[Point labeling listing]
===============
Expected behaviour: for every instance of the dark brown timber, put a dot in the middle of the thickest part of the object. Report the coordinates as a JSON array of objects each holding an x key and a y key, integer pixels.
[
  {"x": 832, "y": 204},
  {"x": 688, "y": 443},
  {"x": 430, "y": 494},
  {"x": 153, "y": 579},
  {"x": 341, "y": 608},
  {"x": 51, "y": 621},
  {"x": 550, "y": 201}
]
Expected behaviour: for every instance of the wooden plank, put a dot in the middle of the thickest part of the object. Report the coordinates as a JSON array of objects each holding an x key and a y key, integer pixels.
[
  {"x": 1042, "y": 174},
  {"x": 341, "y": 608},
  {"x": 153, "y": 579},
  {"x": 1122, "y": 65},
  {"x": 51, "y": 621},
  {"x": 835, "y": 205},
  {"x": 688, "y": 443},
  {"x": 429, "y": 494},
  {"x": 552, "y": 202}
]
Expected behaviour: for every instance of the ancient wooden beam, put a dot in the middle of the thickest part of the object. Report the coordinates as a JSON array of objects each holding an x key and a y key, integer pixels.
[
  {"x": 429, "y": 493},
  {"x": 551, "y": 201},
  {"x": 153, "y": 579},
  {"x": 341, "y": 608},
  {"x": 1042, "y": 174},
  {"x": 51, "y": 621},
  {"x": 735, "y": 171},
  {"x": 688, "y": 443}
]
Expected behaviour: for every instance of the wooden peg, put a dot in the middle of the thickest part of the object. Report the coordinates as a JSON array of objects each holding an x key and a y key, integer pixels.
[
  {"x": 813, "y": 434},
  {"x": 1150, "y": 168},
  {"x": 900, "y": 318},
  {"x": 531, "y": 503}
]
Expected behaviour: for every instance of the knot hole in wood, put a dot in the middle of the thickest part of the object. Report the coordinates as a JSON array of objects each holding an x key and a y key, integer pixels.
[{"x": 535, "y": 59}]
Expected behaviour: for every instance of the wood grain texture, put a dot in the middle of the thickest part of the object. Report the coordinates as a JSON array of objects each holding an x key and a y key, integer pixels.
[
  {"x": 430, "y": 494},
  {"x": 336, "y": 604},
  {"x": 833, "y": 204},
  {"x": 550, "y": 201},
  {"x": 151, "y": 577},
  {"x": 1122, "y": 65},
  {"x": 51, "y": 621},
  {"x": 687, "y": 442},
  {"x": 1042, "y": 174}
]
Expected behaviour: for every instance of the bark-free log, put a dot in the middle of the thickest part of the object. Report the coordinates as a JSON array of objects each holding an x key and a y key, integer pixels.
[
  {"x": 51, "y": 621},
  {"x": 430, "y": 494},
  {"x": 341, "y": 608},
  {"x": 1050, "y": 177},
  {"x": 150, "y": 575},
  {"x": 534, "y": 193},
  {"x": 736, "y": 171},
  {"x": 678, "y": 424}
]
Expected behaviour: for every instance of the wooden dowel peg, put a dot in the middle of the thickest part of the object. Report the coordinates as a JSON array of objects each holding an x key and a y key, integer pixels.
===============
» Your instructions: Put every line of the listing above into a Markdown table, leaving out blank lines. Use the columns "Number" for the row number and "Line" for the line.

» Full response:
| Number | Line |
|---|---|
| 1 | Expected behaviour: for every instance of the dark brown timber, put a dot in the middle of the thickest part of the object. Report the coordinates as a JSON array of objects each holding an x key and a y key, integer pixels. |
| 2 | [ |
| 3 |   {"x": 832, "y": 204}, |
| 4 |   {"x": 688, "y": 443}, |
| 5 |   {"x": 430, "y": 494}, |
| 6 |   {"x": 153, "y": 579}, |
| 7 |   {"x": 341, "y": 608}, |
| 8 |   {"x": 51, "y": 621}, |
| 9 |   {"x": 550, "y": 201} |
| 10 | ] |
| 11 | Expected behaviour: for every instance of the wooden plank, put a dot in the middle of the thickest part of the object. Report the coordinates as a JSON array of objects each holding an x key and a y key, integer pixels. |
| 12 | [ |
| 13 |   {"x": 1042, "y": 174}, |
| 14 |   {"x": 341, "y": 608}, |
| 15 |   {"x": 153, "y": 579}, |
| 16 |   {"x": 1122, "y": 65}, |
| 17 |   {"x": 51, "y": 621}, |
| 18 |   {"x": 835, "y": 205}, |
| 19 |   {"x": 688, "y": 443}, |
| 20 |   {"x": 429, "y": 494}, |
| 21 |   {"x": 552, "y": 202} |
| 22 | ] |
| 23 | Expected behaviour: for every instance of the ancient wooden beam, put a dot in the middle of the thickest part of the object. Report the coordinates as a JSON array of objects each holding an x key and a y key, integer pixels. |
| 24 | [ |
| 25 |   {"x": 429, "y": 493}, |
| 26 |   {"x": 551, "y": 201}, |
| 27 |   {"x": 153, "y": 579}, |
| 28 |   {"x": 341, "y": 608}, |
| 29 |   {"x": 1042, "y": 174}, |
| 30 |   {"x": 51, "y": 621}, |
| 31 |   {"x": 735, "y": 171}, |
| 32 |   {"x": 688, "y": 443} |
| 33 | ] |
| 34 | Expected behaviour: for every instance of the wooden peg, put a dot in the middle of the thickest part of the object. Report the coordinates as a JSON array of objects each holding an x key and a y key, integer pixels. |
| 35 | [ |
| 36 |   {"x": 813, "y": 434}, |
| 37 |   {"x": 1150, "y": 168}, |
| 38 |   {"x": 900, "y": 318}, |
| 39 |   {"x": 531, "y": 503} |
| 40 | ] |
| 41 | Expected behaviour: for every instance of the knot hole in wood, put a dot in the middle of the thickest part of the object. Report the coordinates as a JSON array of objects each holding an x key and a y key, integer pixels. |
| 42 | [{"x": 535, "y": 59}] |
| 43 | Expected behaviour: for every instance of the wood grain texture, put a dot in the middle of the thickest part of the object. Report the coordinates as a JSON array of objects each holding an x key and a y key, integer pixels. |
| 44 | [ |
| 45 |   {"x": 430, "y": 494}, |
| 46 |   {"x": 336, "y": 604}, |
| 47 |   {"x": 833, "y": 204}, |
| 48 |   {"x": 550, "y": 201}, |
| 49 |   {"x": 151, "y": 577}, |
| 50 |   {"x": 1122, "y": 65}, |
| 51 |   {"x": 51, "y": 621}, |
| 52 |   {"x": 687, "y": 442}, |
| 53 |   {"x": 1042, "y": 174} |
| 54 | ] |
| 55 | Expected behaviour: for every instance of the bark-free log, put a dot in the middle of the thickest part of the object. Report the coordinates as a JSON array of objects each holding an x key and a y key, integer pixels. |
| 56 | [ |
| 57 |   {"x": 51, "y": 621}, |
| 58 |   {"x": 430, "y": 494}, |
| 59 |   {"x": 341, "y": 608}, |
| 60 |   {"x": 1050, "y": 177}, |
| 61 |   {"x": 150, "y": 575}, |
| 62 |   {"x": 534, "y": 193}, |
| 63 |   {"x": 736, "y": 171}, |
| 64 |   {"x": 678, "y": 424} |
| 65 | ] |
| 66 | Expected behaviour: for every instance of the wooden dowel peg, put a dot in the middle of the thickest part of the object. Report the coordinates as a JSON array of objects each holding an x key and a y key, integer pixels. |